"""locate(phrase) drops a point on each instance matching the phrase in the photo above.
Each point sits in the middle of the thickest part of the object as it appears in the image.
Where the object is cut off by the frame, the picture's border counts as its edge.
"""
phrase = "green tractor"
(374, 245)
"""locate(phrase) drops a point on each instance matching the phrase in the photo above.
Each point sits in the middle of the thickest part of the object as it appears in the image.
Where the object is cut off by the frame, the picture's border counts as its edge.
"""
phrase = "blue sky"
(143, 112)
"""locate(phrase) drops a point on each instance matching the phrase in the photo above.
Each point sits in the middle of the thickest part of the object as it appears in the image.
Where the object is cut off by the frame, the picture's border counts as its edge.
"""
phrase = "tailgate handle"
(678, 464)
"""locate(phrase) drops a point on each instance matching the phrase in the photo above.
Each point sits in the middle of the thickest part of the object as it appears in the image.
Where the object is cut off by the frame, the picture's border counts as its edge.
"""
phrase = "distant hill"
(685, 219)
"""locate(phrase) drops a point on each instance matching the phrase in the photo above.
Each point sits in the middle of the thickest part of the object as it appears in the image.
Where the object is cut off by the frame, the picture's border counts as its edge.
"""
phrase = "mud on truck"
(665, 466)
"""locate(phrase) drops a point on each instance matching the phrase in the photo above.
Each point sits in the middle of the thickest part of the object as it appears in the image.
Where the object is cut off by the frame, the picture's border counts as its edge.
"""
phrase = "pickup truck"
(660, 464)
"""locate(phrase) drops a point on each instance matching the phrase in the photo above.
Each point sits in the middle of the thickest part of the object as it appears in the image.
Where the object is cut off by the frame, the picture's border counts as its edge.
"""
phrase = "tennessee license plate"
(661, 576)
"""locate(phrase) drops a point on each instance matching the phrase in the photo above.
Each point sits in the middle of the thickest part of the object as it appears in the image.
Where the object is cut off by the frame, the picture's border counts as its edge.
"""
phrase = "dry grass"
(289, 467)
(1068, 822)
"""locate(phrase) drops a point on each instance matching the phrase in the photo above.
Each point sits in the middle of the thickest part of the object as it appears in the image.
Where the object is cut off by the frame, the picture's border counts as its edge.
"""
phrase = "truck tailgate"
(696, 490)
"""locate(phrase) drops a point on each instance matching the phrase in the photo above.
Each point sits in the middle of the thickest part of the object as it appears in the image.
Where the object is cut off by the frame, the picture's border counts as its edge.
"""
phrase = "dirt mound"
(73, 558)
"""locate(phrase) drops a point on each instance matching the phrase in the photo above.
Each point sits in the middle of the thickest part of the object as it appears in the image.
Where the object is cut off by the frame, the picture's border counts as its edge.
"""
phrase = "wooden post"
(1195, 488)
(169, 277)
::::
### GIVEN PROBLEM
Extract the whole listing, character for character.

### IN RESPONSE
"""locate(phrase) drops a point on each instance matching the phrase in the photo above.
Each point sits in the middle of the thickest part of the object as it appears in the image.
Where the object is cut off by the frame, the picture's border counts as its edge.
"""
phrase = "green tractor"
(374, 245)
"""locate(phrase) drops a point on each instance matching the phrase in the photo above.
Each point sits in the middle of the thickest part of the object as it appears in the image.
Where the object is cut off by the frame, the picture's border counts as its edge.
"""
phrase = "blue sky"
(143, 112)
"""locate(phrase) drops a point on each instance matching the phrase in the photo above.
Each point sits in the middle of the thickest part of the object as it appears in the image.
Where the object is cut off by the frame, the picture's border counts as its edge.
"""
phrase = "tailgate handle"
(678, 464)
"""locate(phrase) drops a point on each instance matching the phrase in the photo above.
Each point sits in the middle of the thickest part of the object as it appears in the image.
Where the object is cut off by the frame, the picture's border counts as its edge.
"""
phrase = "distant hill"
(685, 219)
"""locate(phrase) drops a point on each instance matching the phrase in the photo above.
Each point sits in the middle of the thickest part of the object as it appears in the image.
Where the object is cut off by the frame, the picture's border counts as its edge.
"""
phrase = "mud on truck"
(665, 466)
"""locate(phrase) drops a point on each instance matching the phrase in the photo above.
Each point sits in the middle of the thickest part of the object as it appears in the image.
Where the object is cut off by the frame, the picture's border counts as its edge.
"""
phrase = "pickup truck"
(660, 464)
"""locate(phrase) drops a point on each instance matching the phrase in the photo above.
Each point sits in the middle of the thickest part of the object as it appears in the image.
Where the object is cut off by the frame, the picture's border counts as its edge.
"""
phrase = "tennessee license plate"
(661, 576)
"""locate(phrase) drops a point on each instance matching the phrase in the photo above.
Each point sits in the middle of the thickest part of the object as it appears in the image.
Where the object is cut off by the frame, the picture's border counts as its edge.
"""
phrase = "dry grass"
(289, 467)
(1068, 822)
"""locate(phrase) drops a point on each instance matching the phrase in the photo above.
Each point sits in the middle of the thickest part of the object as it appears in the image.
Where the object is cut off by the frame, the picture's border counts as its edge.
"""
phrase = "truck tailgate"
(696, 490)
"""locate(phrase) drops a point on each instance matching the phrase in the photo above.
Each point sits in the middle of the thickest part of the object as it appears in the image.
Where the object is cut off by the frame, the picture's border counts as its edge.
"""
phrase = "dirt mound"
(73, 558)
"""locate(phrase) drops a point on each instance matching the phrase in the photo above.
Each point sits in the middle of the thickest part of the object as it appears in the image.
Where the object is cut off by the frame, the picture's border counts as its edge.
"""
phrase = "wooden post"
(1195, 488)
(169, 277)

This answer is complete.